# Required work
Can you reproduce the whole listing below, every line, word for word?

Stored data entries
──────────
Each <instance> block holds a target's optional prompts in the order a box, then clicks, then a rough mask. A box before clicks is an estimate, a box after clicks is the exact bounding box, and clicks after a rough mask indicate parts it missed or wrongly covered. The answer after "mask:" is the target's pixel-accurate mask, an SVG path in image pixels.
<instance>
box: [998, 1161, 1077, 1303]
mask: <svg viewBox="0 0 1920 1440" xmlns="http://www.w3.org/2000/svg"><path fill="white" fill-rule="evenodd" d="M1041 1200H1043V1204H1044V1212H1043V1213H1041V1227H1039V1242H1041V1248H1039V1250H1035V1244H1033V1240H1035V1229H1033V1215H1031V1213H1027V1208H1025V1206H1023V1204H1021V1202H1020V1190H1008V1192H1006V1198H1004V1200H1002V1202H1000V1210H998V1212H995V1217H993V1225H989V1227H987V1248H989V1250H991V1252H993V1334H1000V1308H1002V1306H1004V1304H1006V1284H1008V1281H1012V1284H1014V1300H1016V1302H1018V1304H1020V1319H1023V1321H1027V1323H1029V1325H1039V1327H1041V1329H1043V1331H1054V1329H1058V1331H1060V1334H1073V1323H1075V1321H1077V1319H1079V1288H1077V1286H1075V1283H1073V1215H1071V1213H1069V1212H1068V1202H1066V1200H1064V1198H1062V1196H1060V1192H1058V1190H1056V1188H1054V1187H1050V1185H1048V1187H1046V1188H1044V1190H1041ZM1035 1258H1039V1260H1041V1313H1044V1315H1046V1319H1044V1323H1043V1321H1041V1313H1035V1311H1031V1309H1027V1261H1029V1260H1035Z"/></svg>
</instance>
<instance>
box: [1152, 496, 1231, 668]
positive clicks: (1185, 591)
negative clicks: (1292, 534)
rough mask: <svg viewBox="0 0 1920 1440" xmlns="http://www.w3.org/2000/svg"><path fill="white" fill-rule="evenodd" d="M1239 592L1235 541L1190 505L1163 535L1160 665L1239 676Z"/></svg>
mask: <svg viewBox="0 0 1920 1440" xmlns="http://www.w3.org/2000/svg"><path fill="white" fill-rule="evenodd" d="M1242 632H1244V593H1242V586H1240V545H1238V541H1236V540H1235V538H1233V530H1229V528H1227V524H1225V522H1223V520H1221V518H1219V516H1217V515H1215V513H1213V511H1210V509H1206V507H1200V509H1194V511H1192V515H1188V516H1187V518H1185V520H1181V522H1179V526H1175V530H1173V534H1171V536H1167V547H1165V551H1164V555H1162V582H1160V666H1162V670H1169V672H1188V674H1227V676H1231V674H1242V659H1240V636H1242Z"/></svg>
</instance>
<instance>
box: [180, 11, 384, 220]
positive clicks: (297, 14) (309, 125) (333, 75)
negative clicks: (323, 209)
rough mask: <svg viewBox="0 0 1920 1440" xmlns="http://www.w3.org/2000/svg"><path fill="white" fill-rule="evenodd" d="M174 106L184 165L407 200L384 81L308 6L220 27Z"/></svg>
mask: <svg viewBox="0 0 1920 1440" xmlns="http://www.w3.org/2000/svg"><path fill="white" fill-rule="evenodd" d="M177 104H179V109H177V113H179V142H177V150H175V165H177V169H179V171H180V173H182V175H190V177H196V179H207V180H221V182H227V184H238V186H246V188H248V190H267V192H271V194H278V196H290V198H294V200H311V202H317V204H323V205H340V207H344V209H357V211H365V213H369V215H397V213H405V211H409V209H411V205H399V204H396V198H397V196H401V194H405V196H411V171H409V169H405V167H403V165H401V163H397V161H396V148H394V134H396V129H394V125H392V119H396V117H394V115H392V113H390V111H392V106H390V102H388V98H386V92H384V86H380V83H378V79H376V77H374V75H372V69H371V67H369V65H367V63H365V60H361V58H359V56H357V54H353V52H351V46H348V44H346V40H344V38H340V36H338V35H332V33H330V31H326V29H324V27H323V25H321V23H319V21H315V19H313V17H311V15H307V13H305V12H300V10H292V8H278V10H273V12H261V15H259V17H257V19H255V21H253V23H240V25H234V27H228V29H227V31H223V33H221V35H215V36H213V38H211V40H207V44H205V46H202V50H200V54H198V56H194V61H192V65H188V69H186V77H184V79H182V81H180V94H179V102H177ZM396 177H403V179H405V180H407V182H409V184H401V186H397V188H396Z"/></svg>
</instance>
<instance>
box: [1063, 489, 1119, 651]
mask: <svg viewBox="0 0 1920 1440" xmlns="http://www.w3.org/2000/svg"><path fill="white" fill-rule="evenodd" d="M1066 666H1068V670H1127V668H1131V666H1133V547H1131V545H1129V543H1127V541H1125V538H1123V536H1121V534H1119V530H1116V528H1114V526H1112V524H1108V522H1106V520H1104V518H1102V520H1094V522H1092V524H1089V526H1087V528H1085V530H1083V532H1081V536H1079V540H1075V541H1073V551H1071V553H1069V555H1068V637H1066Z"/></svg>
──────────
# Answer box
Each <instance> block holds a target's optional prompts in the order a box, then clicks, then a rough mask. A box before clicks is an estimate, a box after clicks is the exact bounding box, and clicks after a rough mask indicate parts it missed or wrongly covered. The answer after "mask:" is the target's pixel-accurate mask, an SVG path in image pixels.
<instance>
box: [998, 1161, 1077, 1303]
mask: <svg viewBox="0 0 1920 1440" xmlns="http://www.w3.org/2000/svg"><path fill="white" fill-rule="evenodd" d="M1041 1200H1043V1204H1044V1212H1043V1213H1041V1227H1039V1242H1041V1248H1039V1250H1035V1244H1033V1240H1035V1229H1033V1215H1031V1213H1027V1208H1025V1206H1023V1204H1021V1202H1020V1190H1008V1192H1006V1198H1004V1200H1002V1202H1000V1210H998V1212H995V1217H993V1225H989V1227H987V1248H989V1250H991V1252H993V1334H1000V1308H1002V1306H1004V1304H1006V1284H1008V1281H1012V1284H1014V1300H1016V1302H1018V1304H1020V1319H1023V1321H1027V1323H1029V1325H1039V1327H1041V1329H1043V1331H1054V1329H1058V1331H1060V1334H1073V1323H1075V1321H1077V1319H1079V1288H1077V1286H1075V1283H1073V1215H1071V1213H1069V1212H1068V1202H1066V1200H1064V1198H1062V1196H1060V1192H1058V1190H1056V1188H1054V1187H1050V1185H1048V1187H1046V1188H1044V1190H1041ZM1035 1258H1039V1260H1041V1313H1044V1315H1046V1319H1044V1323H1043V1321H1041V1313H1035V1311H1031V1309H1027V1261H1029V1260H1035Z"/></svg>
</instance>
<instance>
box: [1152, 496, 1231, 668]
positive clicks: (1185, 591)
negative clicks: (1292, 534)
rough mask: <svg viewBox="0 0 1920 1440" xmlns="http://www.w3.org/2000/svg"><path fill="white" fill-rule="evenodd" d="M1239 592L1235 541L1190 505L1163 535L1160 665L1239 676Z"/></svg>
mask: <svg viewBox="0 0 1920 1440" xmlns="http://www.w3.org/2000/svg"><path fill="white" fill-rule="evenodd" d="M1242 632H1244V593H1242V586H1240V545H1238V541H1236V540H1235V538H1233V530H1229V528H1227V524H1225V522H1223V520H1221V518H1219V516H1217V515H1215V513H1213V511H1210V509H1206V507H1200V509H1194V511H1192V515H1188V516H1187V518H1185V520H1181V522H1179V526H1175V530H1173V534H1171V536H1167V547H1165V551H1164V555H1162V582H1160V666H1162V670H1169V672H1188V674H1227V676H1231V674H1242V659H1240V636H1242Z"/></svg>
</instance>
<instance>
box: [180, 11, 384, 220]
positive clicks: (297, 14) (309, 125) (333, 75)
negative clicks: (323, 209)
rough mask: <svg viewBox="0 0 1920 1440" xmlns="http://www.w3.org/2000/svg"><path fill="white" fill-rule="evenodd" d="M174 106L184 165L407 200L384 81L308 6L220 27Z"/></svg>
mask: <svg viewBox="0 0 1920 1440" xmlns="http://www.w3.org/2000/svg"><path fill="white" fill-rule="evenodd" d="M177 104H179V109H177V113H179V142H177V150H175V165H177V169H179V171H180V173H182V175H190V177H196V179H207V180H221V182H227V184H238V186H246V188H248V190H267V192H271V194H278V196H290V198H294V200H311V202H317V204H323V205H340V207H344V209H357V211H365V213H369V215H397V213H405V211H409V209H411V205H399V204H396V198H397V196H401V194H405V196H411V171H409V169H405V167H403V165H401V163H397V161H396V148H394V134H396V129H394V125H392V119H396V117H394V115H392V113H390V111H392V106H390V102H388V98H386V92H384V86H380V83H378V79H376V77H374V75H372V69H371V67H369V65H367V63H365V60H361V58H359V56H357V54H353V52H351V46H348V44H346V40H344V38H340V36H338V35H332V33H330V31H326V29H324V27H323V25H321V23H319V21H315V19H313V17H311V15H307V13H305V12H300V10H292V8H278V10H273V12H261V15H259V17H257V19H255V21H253V23H240V25H234V27H228V29H227V31H223V33H221V35H215V36H213V38H211V40H207V44H205V46H202V50H200V54H198V56H194V61H192V65H188V69H186V77H184V79H182V81H180V94H179V102H177ZM396 177H403V179H405V180H407V182H409V184H401V186H397V188H396Z"/></svg>
</instance>
<instance>
box: [1063, 489, 1119, 651]
mask: <svg viewBox="0 0 1920 1440" xmlns="http://www.w3.org/2000/svg"><path fill="white" fill-rule="evenodd" d="M1066 666H1068V670H1127V668H1131V666H1133V547H1131V545H1129V543H1127V541H1125V538H1123V536H1121V534H1119V530H1116V528H1114V526H1112V524H1108V522H1106V520H1104V518H1102V520H1094V522H1092V524H1089V526H1087V528H1085V530H1083V532H1081V536H1079V540H1075V541H1073V551H1071V553H1069V555H1068V637H1066Z"/></svg>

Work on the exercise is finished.